> **指示と要件**: リストの先頭から「[158,96,178,133]」を含む行までを、両端の行も含めて一字一句変えずに再現すること。画像は回答から除外すること。

########################################

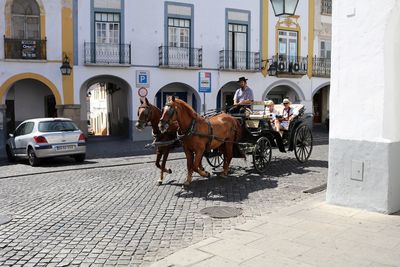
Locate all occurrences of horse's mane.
[175,99,198,119]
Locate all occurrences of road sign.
[199,72,211,93]
[136,70,150,88]
[138,87,148,97]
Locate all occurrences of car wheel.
[6,146,15,163]
[28,147,40,167]
[74,154,86,162]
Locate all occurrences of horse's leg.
[193,149,210,177]
[162,146,172,174]
[223,143,233,176]
[183,147,193,186]
[158,149,172,185]
[156,147,163,172]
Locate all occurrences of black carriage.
[205,101,313,172]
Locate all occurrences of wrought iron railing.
[4,37,46,60]
[321,0,332,15]
[219,50,261,71]
[313,57,331,77]
[158,46,203,68]
[85,42,131,65]
[272,55,308,75]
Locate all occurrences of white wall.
[7,79,52,122]
[327,0,400,213]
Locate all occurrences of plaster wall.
[7,79,52,122]
[327,0,400,213]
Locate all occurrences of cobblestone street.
[0,131,328,266]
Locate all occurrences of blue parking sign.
[136,70,150,88]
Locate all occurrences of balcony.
[272,55,308,77]
[158,46,203,69]
[219,50,261,72]
[313,57,331,78]
[85,43,131,66]
[321,0,332,16]
[4,37,46,60]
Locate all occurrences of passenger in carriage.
[265,100,279,129]
[229,77,254,114]
[275,98,296,135]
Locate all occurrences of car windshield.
[39,121,78,133]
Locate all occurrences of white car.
[6,118,86,166]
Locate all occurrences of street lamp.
[270,0,299,17]
[268,60,277,76]
[60,55,72,76]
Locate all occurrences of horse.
[135,98,179,185]
[158,96,242,186]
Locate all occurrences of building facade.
[0,0,331,149]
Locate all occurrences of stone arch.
[312,82,331,96]
[154,82,201,112]
[0,72,62,105]
[262,80,306,101]
[78,74,133,137]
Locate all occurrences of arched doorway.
[217,81,239,110]
[154,83,201,112]
[265,85,303,104]
[313,85,330,124]
[5,78,57,133]
[80,75,132,137]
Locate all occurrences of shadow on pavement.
[170,159,328,202]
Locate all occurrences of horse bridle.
[161,103,176,125]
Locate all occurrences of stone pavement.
[152,193,400,267]
[0,145,328,266]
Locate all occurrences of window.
[320,40,331,59]
[168,18,191,48]
[321,0,332,15]
[11,0,40,40]
[228,23,248,69]
[95,13,120,44]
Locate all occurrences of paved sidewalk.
[152,195,400,267]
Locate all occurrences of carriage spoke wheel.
[294,125,313,163]
[206,149,224,168]
[253,137,272,172]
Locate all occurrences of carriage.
[205,101,313,173]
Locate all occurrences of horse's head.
[135,98,152,131]
[158,96,178,133]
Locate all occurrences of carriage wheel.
[253,137,272,172]
[206,149,224,168]
[294,125,313,163]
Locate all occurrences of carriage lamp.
[270,0,299,17]
[60,54,72,76]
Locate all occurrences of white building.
[327,0,400,213]
[0,0,330,149]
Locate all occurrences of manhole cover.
[0,214,11,225]
[200,206,243,219]
[303,184,327,194]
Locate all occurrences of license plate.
[56,145,76,151]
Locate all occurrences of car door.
[11,123,26,156]
[18,121,35,155]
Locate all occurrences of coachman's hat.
[238,77,247,82]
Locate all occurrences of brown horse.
[159,97,242,186]
[135,98,179,185]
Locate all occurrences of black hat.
[238,77,247,82]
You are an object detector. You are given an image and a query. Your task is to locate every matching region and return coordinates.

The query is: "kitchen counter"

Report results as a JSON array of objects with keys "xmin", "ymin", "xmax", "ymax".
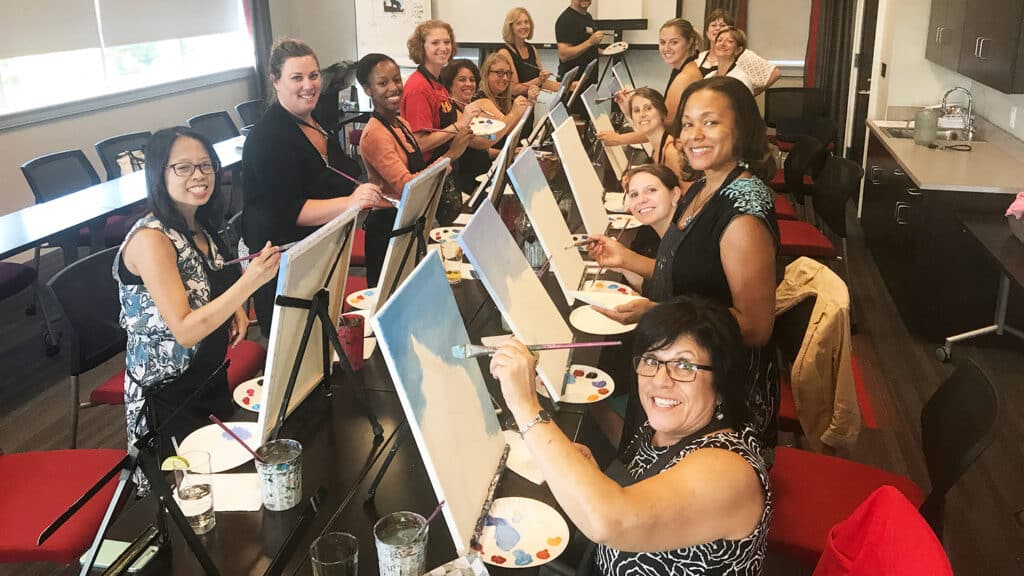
[{"xmin": 867, "ymin": 120, "xmax": 1024, "ymax": 194}]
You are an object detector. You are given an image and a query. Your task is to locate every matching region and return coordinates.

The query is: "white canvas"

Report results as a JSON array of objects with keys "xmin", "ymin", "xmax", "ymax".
[
  {"xmin": 509, "ymin": 146, "xmax": 585, "ymax": 305},
  {"xmin": 257, "ymin": 208, "xmax": 359, "ymax": 438},
  {"xmin": 459, "ymin": 204, "xmax": 572, "ymax": 402},
  {"xmin": 583, "ymin": 85, "xmax": 629, "ymax": 179},
  {"xmin": 371, "ymin": 251, "xmax": 505, "ymax": 556},
  {"xmin": 553, "ymin": 112, "xmax": 608, "ymax": 235},
  {"xmin": 371, "ymin": 158, "xmax": 451, "ymax": 311}
]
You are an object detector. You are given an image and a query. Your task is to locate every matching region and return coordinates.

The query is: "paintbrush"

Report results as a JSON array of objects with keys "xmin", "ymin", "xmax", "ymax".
[
  {"xmin": 452, "ymin": 340, "xmax": 623, "ymax": 360},
  {"xmin": 224, "ymin": 241, "xmax": 298, "ymax": 266}
]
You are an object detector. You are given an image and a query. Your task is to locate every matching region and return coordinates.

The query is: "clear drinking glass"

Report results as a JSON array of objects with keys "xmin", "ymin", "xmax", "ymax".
[{"xmin": 174, "ymin": 450, "xmax": 217, "ymax": 534}]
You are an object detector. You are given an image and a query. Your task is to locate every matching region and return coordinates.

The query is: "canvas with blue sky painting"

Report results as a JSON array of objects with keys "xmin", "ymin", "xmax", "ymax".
[{"xmin": 371, "ymin": 251, "xmax": 505, "ymax": 554}]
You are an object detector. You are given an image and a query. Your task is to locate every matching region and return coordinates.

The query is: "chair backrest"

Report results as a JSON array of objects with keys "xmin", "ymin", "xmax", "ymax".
[
  {"xmin": 46, "ymin": 246, "xmax": 127, "ymax": 376},
  {"xmin": 782, "ymin": 136, "xmax": 825, "ymax": 204},
  {"xmin": 921, "ymin": 360, "xmax": 999, "ymax": 538},
  {"xmin": 22, "ymin": 150, "xmax": 99, "ymax": 204},
  {"xmin": 96, "ymin": 131, "xmax": 153, "ymax": 180},
  {"xmin": 811, "ymin": 156, "xmax": 864, "ymax": 238},
  {"xmin": 234, "ymin": 100, "xmax": 266, "ymax": 126},
  {"xmin": 188, "ymin": 112, "xmax": 239, "ymax": 143},
  {"xmin": 765, "ymin": 87, "xmax": 825, "ymax": 128}
]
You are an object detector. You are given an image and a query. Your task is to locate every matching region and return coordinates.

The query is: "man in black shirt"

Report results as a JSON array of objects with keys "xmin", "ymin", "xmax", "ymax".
[{"xmin": 555, "ymin": 0, "xmax": 604, "ymax": 77}]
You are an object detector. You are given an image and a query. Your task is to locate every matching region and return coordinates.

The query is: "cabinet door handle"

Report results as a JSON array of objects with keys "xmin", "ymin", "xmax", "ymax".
[
  {"xmin": 893, "ymin": 202, "xmax": 910, "ymax": 225},
  {"xmin": 978, "ymin": 38, "xmax": 991, "ymax": 60}
]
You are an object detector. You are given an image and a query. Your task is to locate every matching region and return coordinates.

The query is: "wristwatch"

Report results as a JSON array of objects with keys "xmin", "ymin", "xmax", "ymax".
[{"xmin": 519, "ymin": 408, "xmax": 551, "ymax": 436}]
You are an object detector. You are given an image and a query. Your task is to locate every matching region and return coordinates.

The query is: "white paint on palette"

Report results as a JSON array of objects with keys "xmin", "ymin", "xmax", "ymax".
[
  {"xmin": 371, "ymin": 252, "xmax": 505, "ymax": 554},
  {"xmin": 509, "ymin": 149, "xmax": 585, "ymax": 305},
  {"xmin": 553, "ymin": 112, "xmax": 608, "ymax": 235},
  {"xmin": 459, "ymin": 204, "xmax": 572, "ymax": 402}
]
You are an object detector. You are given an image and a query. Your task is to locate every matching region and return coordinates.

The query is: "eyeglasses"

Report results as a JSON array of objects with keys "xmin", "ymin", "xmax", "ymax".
[
  {"xmin": 633, "ymin": 356, "xmax": 712, "ymax": 382},
  {"xmin": 167, "ymin": 161, "xmax": 220, "ymax": 178}
]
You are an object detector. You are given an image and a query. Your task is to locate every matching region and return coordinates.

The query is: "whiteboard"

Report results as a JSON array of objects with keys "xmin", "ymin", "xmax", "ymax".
[
  {"xmin": 428, "ymin": 0, "xmax": 676, "ymax": 45},
  {"xmin": 354, "ymin": 0, "xmax": 430, "ymax": 68}
]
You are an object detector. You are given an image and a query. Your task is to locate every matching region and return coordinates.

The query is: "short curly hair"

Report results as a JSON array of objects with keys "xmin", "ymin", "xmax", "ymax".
[{"xmin": 406, "ymin": 19, "xmax": 458, "ymax": 65}]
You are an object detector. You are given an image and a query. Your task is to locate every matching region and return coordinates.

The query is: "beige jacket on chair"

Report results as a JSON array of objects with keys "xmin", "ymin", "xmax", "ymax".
[{"xmin": 775, "ymin": 257, "xmax": 860, "ymax": 451}]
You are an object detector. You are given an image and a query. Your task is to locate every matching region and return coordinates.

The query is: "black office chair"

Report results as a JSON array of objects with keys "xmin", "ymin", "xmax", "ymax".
[
  {"xmin": 188, "ymin": 112, "xmax": 239, "ymax": 143},
  {"xmin": 234, "ymin": 100, "xmax": 266, "ymax": 126},
  {"xmin": 46, "ymin": 247, "xmax": 127, "ymax": 448},
  {"xmin": 96, "ymin": 131, "xmax": 153, "ymax": 180}
]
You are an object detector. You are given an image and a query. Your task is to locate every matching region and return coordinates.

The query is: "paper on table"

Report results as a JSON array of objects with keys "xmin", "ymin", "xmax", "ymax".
[
  {"xmin": 503, "ymin": 430, "xmax": 544, "ymax": 485},
  {"xmin": 212, "ymin": 472, "xmax": 263, "ymax": 512}
]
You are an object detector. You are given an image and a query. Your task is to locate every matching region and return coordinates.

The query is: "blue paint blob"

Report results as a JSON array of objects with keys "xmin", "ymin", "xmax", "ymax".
[
  {"xmin": 512, "ymin": 549, "xmax": 534, "ymax": 566},
  {"xmin": 483, "ymin": 515, "xmax": 529, "ymax": 549}
]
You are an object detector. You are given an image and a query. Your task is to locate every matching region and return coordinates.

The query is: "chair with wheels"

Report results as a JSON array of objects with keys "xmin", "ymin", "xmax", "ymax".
[
  {"xmin": 768, "ymin": 361, "xmax": 999, "ymax": 566},
  {"xmin": 0, "ymin": 449, "xmax": 125, "ymax": 564},
  {"xmin": 234, "ymin": 100, "xmax": 266, "ymax": 126}
]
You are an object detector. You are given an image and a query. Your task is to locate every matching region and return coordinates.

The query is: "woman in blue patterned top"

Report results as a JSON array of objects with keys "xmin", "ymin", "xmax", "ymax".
[
  {"xmin": 114, "ymin": 127, "xmax": 281, "ymax": 467},
  {"xmin": 590, "ymin": 77, "xmax": 782, "ymax": 448},
  {"xmin": 490, "ymin": 296, "xmax": 772, "ymax": 576}
]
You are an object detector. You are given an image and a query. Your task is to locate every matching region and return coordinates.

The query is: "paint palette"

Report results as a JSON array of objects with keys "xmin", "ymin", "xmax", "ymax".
[
  {"xmin": 178, "ymin": 420, "xmax": 260, "ymax": 474},
  {"xmin": 469, "ymin": 117, "xmax": 505, "ymax": 136},
  {"xmin": 345, "ymin": 288, "xmax": 377, "ymax": 310},
  {"xmin": 476, "ymin": 497, "xmax": 569, "ymax": 568},
  {"xmin": 537, "ymin": 364, "xmax": 615, "ymax": 404},
  {"xmin": 569, "ymin": 304, "xmax": 637, "ymax": 336},
  {"xmin": 608, "ymin": 214, "xmax": 640, "ymax": 230},
  {"xmin": 602, "ymin": 42, "xmax": 630, "ymax": 56},
  {"xmin": 604, "ymin": 192, "xmax": 630, "ymax": 214},
  {"xmin": 427, "ymin": 227, "xmax": 465, "ymax": 242},
  {"xmin": 231, "ymin": 376, "xmax": 263, "ymax": 412},
  {"xmin": 581, "ymin": 280, "xmax": 640, "ymax": 296}
]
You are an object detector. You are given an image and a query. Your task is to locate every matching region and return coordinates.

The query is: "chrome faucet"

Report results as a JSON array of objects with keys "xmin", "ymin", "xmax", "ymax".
[{"xmin": 942, "ymin": 86, "xmax": 974, "ymax": 141}]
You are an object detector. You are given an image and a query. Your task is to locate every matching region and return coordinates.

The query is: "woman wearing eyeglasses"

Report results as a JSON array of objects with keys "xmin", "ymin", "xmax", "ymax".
[
  {"xmin": 490, "ymin": 296, "xmax": 772, "ymax": 576},
  {"xmin": 113, "ymin": 127, "xmax": 281, "ymax": 481},
  {"xmin": 242, "ymin": 38, "xmax": 391, "ymax": 337}
]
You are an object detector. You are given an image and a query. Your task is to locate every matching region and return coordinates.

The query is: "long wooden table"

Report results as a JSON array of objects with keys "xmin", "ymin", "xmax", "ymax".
[{"xmin": 0, "ymin": 136, "xmax": 245, "ymax": 263}]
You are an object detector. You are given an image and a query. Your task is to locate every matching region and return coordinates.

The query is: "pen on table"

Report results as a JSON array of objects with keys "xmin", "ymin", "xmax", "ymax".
[
  {"xmin": 452, "ymin": 340, "xmax": 623, "ymax": 360},
  {"xmin": 224, "ymin": 242, "xmax": 298, "ymax": 266}
]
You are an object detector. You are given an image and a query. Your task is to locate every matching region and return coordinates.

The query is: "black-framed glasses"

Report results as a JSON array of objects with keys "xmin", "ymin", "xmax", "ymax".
[
  {"xmin": 633, "ymin": 356, "xmax": 712, "ymax": 382},
  {"xmin": 167, "ymin": 160, "xmax": 220, "ymax": 178}
]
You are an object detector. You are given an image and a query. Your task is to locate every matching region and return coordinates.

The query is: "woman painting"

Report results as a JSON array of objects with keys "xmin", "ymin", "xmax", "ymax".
[
  {"xmin": 113, "ymin": 127, "xmax": 281, "ymax": 467},
  {"xmin": 490, "ymin": 296, "xmax": 772, "ymax": 576},
  {"xmin": 590, "ymin": 78, "xmax": 781, "ymax": 448},
  {"xmin": 242, "ymin": 38, "xmax": 391, "ymax": 330},
  {"xmin": 355, "ymin": 53, "xmax": 473, "ymax": 286}
]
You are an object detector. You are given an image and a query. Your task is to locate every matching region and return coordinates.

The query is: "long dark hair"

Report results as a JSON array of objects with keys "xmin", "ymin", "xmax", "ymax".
[
  {"xmin": 633, "ymin": 296, "xmax": 751, "ymax": 426},
  {"xmin": 145, "ymin": 126, "xmax": 221, "ymax": 240},
  {"xmin": 670, "ymin": 76, "xmax": 775, "ymax": 181}
]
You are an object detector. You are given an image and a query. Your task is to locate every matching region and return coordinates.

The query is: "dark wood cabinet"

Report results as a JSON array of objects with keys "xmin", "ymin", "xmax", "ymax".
[
  {"xmin": 860, "ymin": 133, "xmax": 1009, "ymax": 341},
  {"xmin": 925, "ymin": 0, "xmax": 1024, "ymax": 93}
]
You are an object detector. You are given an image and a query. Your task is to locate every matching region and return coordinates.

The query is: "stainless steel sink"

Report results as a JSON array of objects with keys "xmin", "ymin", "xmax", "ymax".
[{"xmin": 882, "ymin": 127, "xmax": 985, "ymax": 142}]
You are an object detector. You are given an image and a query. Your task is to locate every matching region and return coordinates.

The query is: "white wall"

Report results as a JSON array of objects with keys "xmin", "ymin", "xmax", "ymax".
[{"xmin": 0, "ymin": 80, "xmax": 252, "ymax": 214}]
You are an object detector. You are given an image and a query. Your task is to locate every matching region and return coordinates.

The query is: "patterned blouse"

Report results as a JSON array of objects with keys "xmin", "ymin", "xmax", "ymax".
[
  {"xmin": 113, "ymin": 214, "xmax": 224, "ymax": 446},
  {"xmin": 594, "ymin": 424, "xmax": 772, "ymax": 576}
]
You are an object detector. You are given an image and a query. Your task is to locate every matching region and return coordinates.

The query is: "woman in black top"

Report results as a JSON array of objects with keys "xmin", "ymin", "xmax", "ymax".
[
  {"xmin": 242, "ymin": 39, "xmax": 391, "ymax": 335},
  {"xmin": 498, "ymin": 7, "xmax": 558, "ymax": 95}
]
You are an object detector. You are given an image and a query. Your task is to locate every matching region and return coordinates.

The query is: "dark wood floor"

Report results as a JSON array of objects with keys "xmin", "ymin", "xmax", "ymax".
[{"xmin": 0, "ymin": 212, "xmax": 1024, "ymax": 576}]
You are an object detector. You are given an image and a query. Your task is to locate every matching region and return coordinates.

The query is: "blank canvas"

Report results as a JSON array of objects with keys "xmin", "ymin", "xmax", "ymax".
[
  {"xmin": 552, "ymin": 113, "xmax": 608, "ymax": 235},
  {"xmin": 371, "ymin": 250, "xmax": 505, "ymax": 556},
  {"xmin": 459, "ymin": 204, "xmax": 572, "ymax": 402},
  {"xmin": 509, "ymin": 146, "xmax": 585, "ymax": 305}
]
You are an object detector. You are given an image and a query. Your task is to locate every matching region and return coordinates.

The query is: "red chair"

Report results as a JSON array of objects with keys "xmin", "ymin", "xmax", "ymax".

########################################

> **タスク回答**:
Locate all occurrences of horse's mane.
[175,99,198,119]
Locate all occurrences of road sign.
[199,72,211,93]
[136,70,150,88]
[138,87,148,97]
Locate all occurrences of car wheel.
[6,146,15,163]
[28,147,40,167]
[74,154,86,162]
Locate all occurrences of horse's leg.
[193,149,210,177]
[162,146,172,174]
[223,143,233,176]
[183,147,193,186]
[158,149,172,185]
[156,147,163,172]
Locate all occurrences of black carriage.
[205,101,313,172]
Locate all occurrences of wrought iron railing.
[4,37,46,60]
[321,0,332,15]
[219,50,261,71]
[313,57,331,77]
[158,46,203,68]
[85,42,131,65]
[272,55,308,75]
Locate all occurrences of white wall.
[7,79,52,122]
[327,0,400,213]
Locate all occurrences of plaster wall.
[7,79,52,122]
[327,0,400,213]
Locate all occurrences of cobblestone street.
[0,131,328,266]
Locate all occurrences of blue parking sign.
[136,70,150,88]
Locate all occurrences of balcony.
[272,55,308,77]
[158,46,203,69]
[219,50,261,72]
[313,57,331,78]
[85,43,131,66]
[321,0,332,16]
[4,37,46,60]
Locate all occurrences of passenger in carriage.
[265,100,279,129]
[229,77,254,114]
[275,98,296,135]
Locate all occurrences of car windshield.
[39,121,78,133]
Locate all occurrences of white car.
[6,118,86,166]
Locate all occurrences of street lamp.
[270,0,299,17]
[268,60,277,76]
[60,55,72,76]
Locate all occurrences of horse.
[135,98,179,185]
[158,96,242,186]
Locate all occurrences of building facade.
[0,0,331,149]
Locate all occurrences of stone arch.
[312,82,331,96]
[154,82,201,112]
[0,72,62,105]
[262,80,306,101]
[78,74,133,137]
Locate all occurrences of arched doorway.
[217,81,239,110]
[154,83,201,112]
[265,85,303,104]
[313,85,330,124]
[5,78,57,133]
[80,75,132,137]
Locate all occurrences of shadow on pavement.
[170,159,328,202]
Locate all occurrences of horse bridle.
[161,103,176,125]
Locate all occurrences of stone pavement.
[152,193,400,267]
[0,145,328,266]
Locate all occurrences of window.
[320,40,331,59]
[168,18,191,48]
[321,0,332,15]
[11,0,40,40]
[228,23,248,69]
[95,13,120,44]
Locate all occurrences of paved sidewalk.
[152,195,400,267]
Locate all occurrences of carriage spoke wheel.
[294,125,313,163]
[206,149,224,168]
[253,137,272,172]
Locate all occurrences of carriage.
[205,101,313,173]
Locate all occurrences of horse's head.
[135,98,152,131]
[158,96,178,133]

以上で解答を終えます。